----- Brano -----

Sergio Dini, ex capo della procura militare di Padova: «Avevamo individuato i responsabili ma l’inchiesta fu trasferita dalla Cassazione e sparì. Il comandante del campo di concentramento di Borovnica? Prese la pensione italiana fino alla morte»
Andrea Pasqualetti per Il Corriere della Sera dell’11 febbraio 2021
Dottor Sergio Dini, quando era procuratore militare di Padova lei indagò sulle foibe. Erano i primi anni Duemila. Cosa scoprì?
«Innanzitutto avevamo individuato il comandante dei partigiani sloveni del IX Corpus, il reparto partigiano dell’esercito di Tito che fra maggio e giugno del 1945 aveva occupato Gorizia disponendo l’arresto e l’uccisione indiscriminata di italiani. Era stato anche informato della nostra indagine per “violenza continuata mediante omicidio contro privati nemici”. C’erano i nominativi di una sessantina di vittime ma in realtà erano molte di più, perché in quel mese e mezzo in quel’area sparirono centinaia di persone, sia prigionieri militari sia civili goriziani. Persone di cui non si è più saputo nulla, presumibilmente finite nelle varie foibe del Carso. Poi avevamo individuato due dei responsabili dell’eccidio dei 12 carabinieri commesso sempre dal IX Corpus sloveno a Malga Bala, vicino a Tarvisio. I carabinieri erano stati fatti prigionieri nel marzo del 1944. Una strage barbara: li costrinsero a bere soda caustica e sale nero, li legarono con il fil di ferro ai polsi, furono incaprettati e uccisi a colpi di piccone. E poi c’era l’indagine sul comandante del campo di concentramento di Borovnica, in Slovenia, che era stato anche cittadino italiano e dall’Italia ha preso la pensione fino alla morte. Da maggio a dicembre del 1945 fece morire di pestaggi e stenti decine di italiani, in particolare bersaglieri. Trovammo le prove anche della fucilazione nel campo di dieci prigionieri militari italiani…».
Come finirono queste indagini?
«La prima, quella sulle centinaia di scomparsi e sulla sessanta di vittime individuate, fu trasferita a Gorizia dalla Procura generale della Corte di Cassazione che accolse un’eccezione di incompetenza sollevata dalla difesa del comandante. Provvedimento stravagante: dissero che i fatti non erano di competenza della procura militare perché le cause degli omicidi erano estranee alla guerra, legate più alla persecuzione politica e all’odio etnico. Come se odio etnico e sopraffazione politica non fossero mai state cause di guerre».
Ma che motivo avrebbe avuto la procura della Cassazione di trasferire un’inchiesta, se non quello giurisdizionale?

----- Materiale di lavoro -----

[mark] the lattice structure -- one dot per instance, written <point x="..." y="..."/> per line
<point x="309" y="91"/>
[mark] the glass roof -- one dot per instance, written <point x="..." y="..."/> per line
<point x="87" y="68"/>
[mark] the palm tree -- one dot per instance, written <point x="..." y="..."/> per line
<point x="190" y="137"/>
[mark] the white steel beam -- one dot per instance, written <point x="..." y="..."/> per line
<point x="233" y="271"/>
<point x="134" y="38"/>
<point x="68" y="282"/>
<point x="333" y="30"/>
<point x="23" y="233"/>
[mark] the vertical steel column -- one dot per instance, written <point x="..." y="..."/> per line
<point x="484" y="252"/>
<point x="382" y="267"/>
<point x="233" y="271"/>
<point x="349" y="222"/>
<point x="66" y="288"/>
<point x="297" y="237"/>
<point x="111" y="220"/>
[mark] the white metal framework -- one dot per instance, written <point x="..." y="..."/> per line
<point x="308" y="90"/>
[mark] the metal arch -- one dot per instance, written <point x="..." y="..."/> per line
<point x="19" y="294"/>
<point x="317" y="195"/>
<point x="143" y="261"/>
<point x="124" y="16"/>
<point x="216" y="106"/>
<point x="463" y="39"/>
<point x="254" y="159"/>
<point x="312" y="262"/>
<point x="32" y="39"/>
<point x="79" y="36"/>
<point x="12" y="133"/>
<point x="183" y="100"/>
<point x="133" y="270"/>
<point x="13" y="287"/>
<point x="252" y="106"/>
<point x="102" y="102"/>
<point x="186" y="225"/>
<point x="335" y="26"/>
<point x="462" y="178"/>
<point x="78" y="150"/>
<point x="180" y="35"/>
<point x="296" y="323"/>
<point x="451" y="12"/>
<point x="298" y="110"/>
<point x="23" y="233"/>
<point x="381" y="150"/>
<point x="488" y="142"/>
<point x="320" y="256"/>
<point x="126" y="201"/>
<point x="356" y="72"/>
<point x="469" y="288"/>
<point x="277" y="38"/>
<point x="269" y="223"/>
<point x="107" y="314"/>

-----

=== Compiti da svolgere ===
1) Nelle voci, riscrivi per intero le righe comprese tra quella che contiene "[mark] the vertical" e la fine delle voci, estremi inclusi, aumentando di 30 ogni coordinata x e y dei punti nelle risposte.
2) Come prosegue l'intervista sulle foibe dopo l'ultima domanda? Scrivine il seguito.

=== Risultati per compito ===
1)
[mark] the vertical steel column -- one dot per instance, written <point x="..." y="..."/> per line
<point x="514" y="282"/>
<point x="412" y="297"/>
<point x="263" y="301"/>
<point x="379" y="252"/>
<point x="96" y="318"/>
<point x="327" y="267"/>
<point x="141" y="250"/>
[mark] the white metal framework -- one dot per instance, written <point x="..." y="..."/> per line
<point x="338" y="120"/>
[mark] the metal arch -- one dot per instance, written <point x="..." y="..."/> per line
<point x="49" y="324"/>
<point x="347" y="225"/>
<point x="173" y="291"/>
<point x="154" y="46"/>
<point x="246" y="136"/>
<point x="493" y="69"/>
<point x="284" y="189"/>
<point x="342" y="292"/>
<point x="62" y="69"/>
<point x="109" y="66"/>
<point x="42" y="163"/>
<point x="213" y="130"/>
<point x="163" y="300"/>
<point x="43" y="317"/>
<point x="282" y="136"/>
<point x="132" y="132"/>
<point x="216" y="255"/>
<point x="365" y="56"/>
<point x="492" y="208"/>
<point x="108" y="180"/>
<point x="210" y="65"/>
<point x="326" y="353"/>
<point x="481" y="42"/>
<point x="328" y="140"/>
<point x="53" y="263"/>
<point x="411" y="180"/>
<point x="518" y="172"/>
<point x="350" y="286"/>
<point x="156" y="231"/>
<point x="386" y="102"/>
<point x="499" y="318"/>
<point x="307" y="68"/>
<point x="299" y="253"/>
<point x="137" y="344"/>

2)
«Non saprei. Certo è che l’indagine era chiusa e mancava da fare solo il processo. Ci sarebbe stato un pubblico dibattimento che forse poteva risultare scomodo. Il clima era di tacitazione e ridimensionamento…».
Ci vede una volontà politica?
«Quel provvedimento della Cassazione fu per me davvero sconcertante. Stiamo parlando dell’anno 2003 e allora non c’era ancora molta sensibilità sulla tragedia delle foibe. Se ne parlava poco e chi lo faceva passava per essere neofascista. C’erano ancora molto disinteresse e sottovalutazione. Cioè, mentre i processi ai criminali di guerra tedeschi, dopo Priebke, hanno raccolto molti consensi e una grande visibilità, questi proprio no. E si tenga conto che io ho indagato su entrambi fronti. La denuncia sull’insabbiamento dei crimini di guerra tedeschi la fece Padova. Avevo fatto un esposto al Consiglio della magistratura militare e da lì è esplose il caso del cosiddetto armadio della vergogna. Credo di essere stato l’unico magistrato ad aver fatto la denuncia pubblica di insabbiamento di quei fascicoli, aberrante pure quello. Come procura militare abbiamo indagato poi sugli eccidi americani in Sicilia, abbiamo denunciato i crimini di guerra italiani in Grecia, Insomma, non abbiamo lavorato in modo unilaterale».
Ora il clima è diverso…
«Sì, indagare oggi sulle foibe sarebbe diverso. Questione di sensibilità».
La procura di Gorizia cosa fece?
«Dopo qualche tempo scoprì che uno di quei magistrati aveva avuto un parente infoibato e quindi risultava persona offesa. Incompatibile. Non potendo occuparsene il fascicolo fu così trasferito a Bologna e da lì non si è più saputo nulla».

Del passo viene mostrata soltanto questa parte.